____ DATA ENTRIES

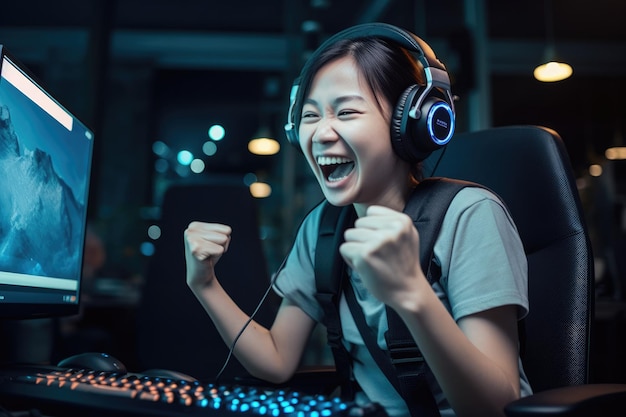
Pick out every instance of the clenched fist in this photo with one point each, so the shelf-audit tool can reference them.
(205, 243)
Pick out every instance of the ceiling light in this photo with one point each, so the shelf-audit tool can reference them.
(616, 153)
(263, 144)
(552, 69)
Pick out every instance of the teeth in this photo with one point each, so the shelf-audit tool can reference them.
(331, 160)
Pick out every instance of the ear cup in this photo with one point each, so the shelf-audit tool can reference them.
(415, 136)
(399, 135)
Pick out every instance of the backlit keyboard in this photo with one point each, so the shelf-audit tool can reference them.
(108, 393)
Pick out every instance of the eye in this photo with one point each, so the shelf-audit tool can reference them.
(308, 116)
(347, 112)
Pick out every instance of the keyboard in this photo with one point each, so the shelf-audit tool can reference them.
(61, 392)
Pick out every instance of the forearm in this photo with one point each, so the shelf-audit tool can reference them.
(473, 383)
(255, 348)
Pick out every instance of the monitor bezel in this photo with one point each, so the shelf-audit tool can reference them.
(35, 310)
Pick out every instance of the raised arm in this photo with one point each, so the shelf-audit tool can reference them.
(270, 354)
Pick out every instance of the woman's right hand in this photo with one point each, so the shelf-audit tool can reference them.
(205, 243)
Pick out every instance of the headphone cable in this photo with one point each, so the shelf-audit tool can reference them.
(247, 323)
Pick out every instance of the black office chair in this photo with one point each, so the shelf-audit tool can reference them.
(528, 167)
(173, 330)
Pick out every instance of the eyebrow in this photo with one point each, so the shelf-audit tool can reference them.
(337, 101)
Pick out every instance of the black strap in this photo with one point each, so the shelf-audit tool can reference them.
(426, 206)
(329, 277)
(404, 364)
(414, 389)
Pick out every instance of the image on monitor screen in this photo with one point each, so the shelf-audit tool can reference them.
(45, 162)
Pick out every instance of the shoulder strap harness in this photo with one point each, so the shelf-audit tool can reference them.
(403, 363)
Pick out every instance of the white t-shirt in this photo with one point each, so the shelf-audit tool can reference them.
(483, 266)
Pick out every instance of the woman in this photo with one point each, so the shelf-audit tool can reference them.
(465, 325)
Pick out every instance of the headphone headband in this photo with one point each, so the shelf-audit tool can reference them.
(423, 121)
(388, 32)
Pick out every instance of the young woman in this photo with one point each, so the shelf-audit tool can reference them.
(465, 325)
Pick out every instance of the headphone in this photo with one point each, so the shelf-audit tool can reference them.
(423, 119)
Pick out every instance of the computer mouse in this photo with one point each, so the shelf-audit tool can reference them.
(95, 361)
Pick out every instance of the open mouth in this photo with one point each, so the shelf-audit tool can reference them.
(335, 168)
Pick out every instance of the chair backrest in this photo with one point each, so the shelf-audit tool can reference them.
(173, 330)
(528, 167)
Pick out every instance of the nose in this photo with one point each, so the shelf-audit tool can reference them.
(325, 132)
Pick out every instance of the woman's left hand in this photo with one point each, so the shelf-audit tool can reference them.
(383, 248)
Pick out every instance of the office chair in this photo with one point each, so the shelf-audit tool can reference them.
(173, 330)
(528, 167)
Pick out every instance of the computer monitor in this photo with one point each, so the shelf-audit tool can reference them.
(45, 165)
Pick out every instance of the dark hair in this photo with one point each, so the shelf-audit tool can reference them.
(387, 68)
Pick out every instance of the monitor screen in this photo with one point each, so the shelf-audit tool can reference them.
(45, 164)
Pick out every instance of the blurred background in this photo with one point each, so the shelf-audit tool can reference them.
(176, 90)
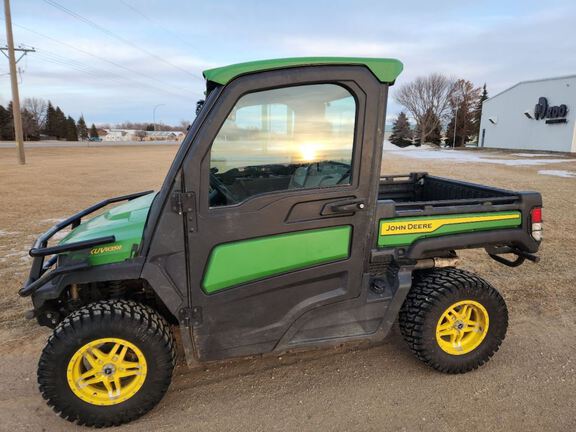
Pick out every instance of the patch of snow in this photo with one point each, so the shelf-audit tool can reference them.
(470, 157)
(558, 173)
(535, 155)
(52, 220)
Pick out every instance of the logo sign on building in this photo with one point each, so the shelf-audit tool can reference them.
(552, 114)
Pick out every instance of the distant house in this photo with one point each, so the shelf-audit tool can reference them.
(139, 135)
(164, 136)
(118, 135)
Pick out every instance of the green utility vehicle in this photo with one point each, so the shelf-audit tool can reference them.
(273, 230)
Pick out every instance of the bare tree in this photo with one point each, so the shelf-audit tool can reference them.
(425, 96)
(464, 99)
(37, 109)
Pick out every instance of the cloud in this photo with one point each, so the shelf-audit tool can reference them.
(496, 42)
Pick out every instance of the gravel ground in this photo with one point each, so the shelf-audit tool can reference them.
(528, 386)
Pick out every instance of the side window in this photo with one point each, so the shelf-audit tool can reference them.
(289, 138)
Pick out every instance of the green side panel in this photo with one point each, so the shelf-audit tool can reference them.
(386, 70)
(125, 222)
(243, 261)
(385, 241)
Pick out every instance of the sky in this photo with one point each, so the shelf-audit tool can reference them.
(116, 60)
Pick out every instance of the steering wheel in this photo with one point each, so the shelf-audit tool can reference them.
(217, 185)
(345, 176)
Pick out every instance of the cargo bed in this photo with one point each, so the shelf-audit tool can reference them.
(420, 214)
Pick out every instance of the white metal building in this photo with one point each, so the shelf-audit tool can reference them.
(532, 115)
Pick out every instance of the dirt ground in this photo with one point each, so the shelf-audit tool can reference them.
(529, 385)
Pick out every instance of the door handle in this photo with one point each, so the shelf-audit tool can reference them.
(348, 206)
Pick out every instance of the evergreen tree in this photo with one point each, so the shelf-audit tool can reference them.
(401, 131)
(71, 129)
(93, 131)
(51, 126)
(82, 128)
(435, 137)
(477, 112)
(61, 124)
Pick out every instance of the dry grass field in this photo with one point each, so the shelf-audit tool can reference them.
(529, 385)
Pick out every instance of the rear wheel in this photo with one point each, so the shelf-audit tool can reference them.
(107, 363)
(453, 320)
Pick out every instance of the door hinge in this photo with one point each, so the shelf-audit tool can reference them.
(190, 316)
(183, 202)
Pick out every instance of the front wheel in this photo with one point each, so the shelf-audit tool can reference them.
(107, 363)
(453, 320)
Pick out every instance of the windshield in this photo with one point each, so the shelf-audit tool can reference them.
(281, 139)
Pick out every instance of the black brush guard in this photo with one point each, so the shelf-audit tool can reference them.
(40, 248)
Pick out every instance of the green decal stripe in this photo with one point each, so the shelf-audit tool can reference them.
(243, 261)
(447, 229)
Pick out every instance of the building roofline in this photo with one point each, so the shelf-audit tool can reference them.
(530, 82)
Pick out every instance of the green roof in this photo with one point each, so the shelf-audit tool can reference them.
(386, 70)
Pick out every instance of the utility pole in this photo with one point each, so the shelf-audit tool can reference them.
(14, 80)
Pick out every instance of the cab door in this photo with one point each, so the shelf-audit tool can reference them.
(284, 172)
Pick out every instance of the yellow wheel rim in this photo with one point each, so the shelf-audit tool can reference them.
(462, 327)
(106, 371)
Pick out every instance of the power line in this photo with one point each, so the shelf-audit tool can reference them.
(54, 58)
(116, 36)
(132, 71)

________

## EXERCISE PROMPT
Copy the material word for word, starting at the line that contains "Pick out every instance of the cab" and ending with the last line of the material.

## COMPLETED EXERCISE
Pick out every instance of the cab door in this photo with one point each, so the shelf-audit tool can reference them.
(284, 172)
Pick out every instance of the yellow wheel rim in this photo with one point each, so the shelf-audit tool can reference them.
(462, 327)
(106, 371)
Pick out every instance of the power line in this photo with one point each, so the shelf-audit tool can reference them.
(54, 58)
(116, 36)
(132, 71)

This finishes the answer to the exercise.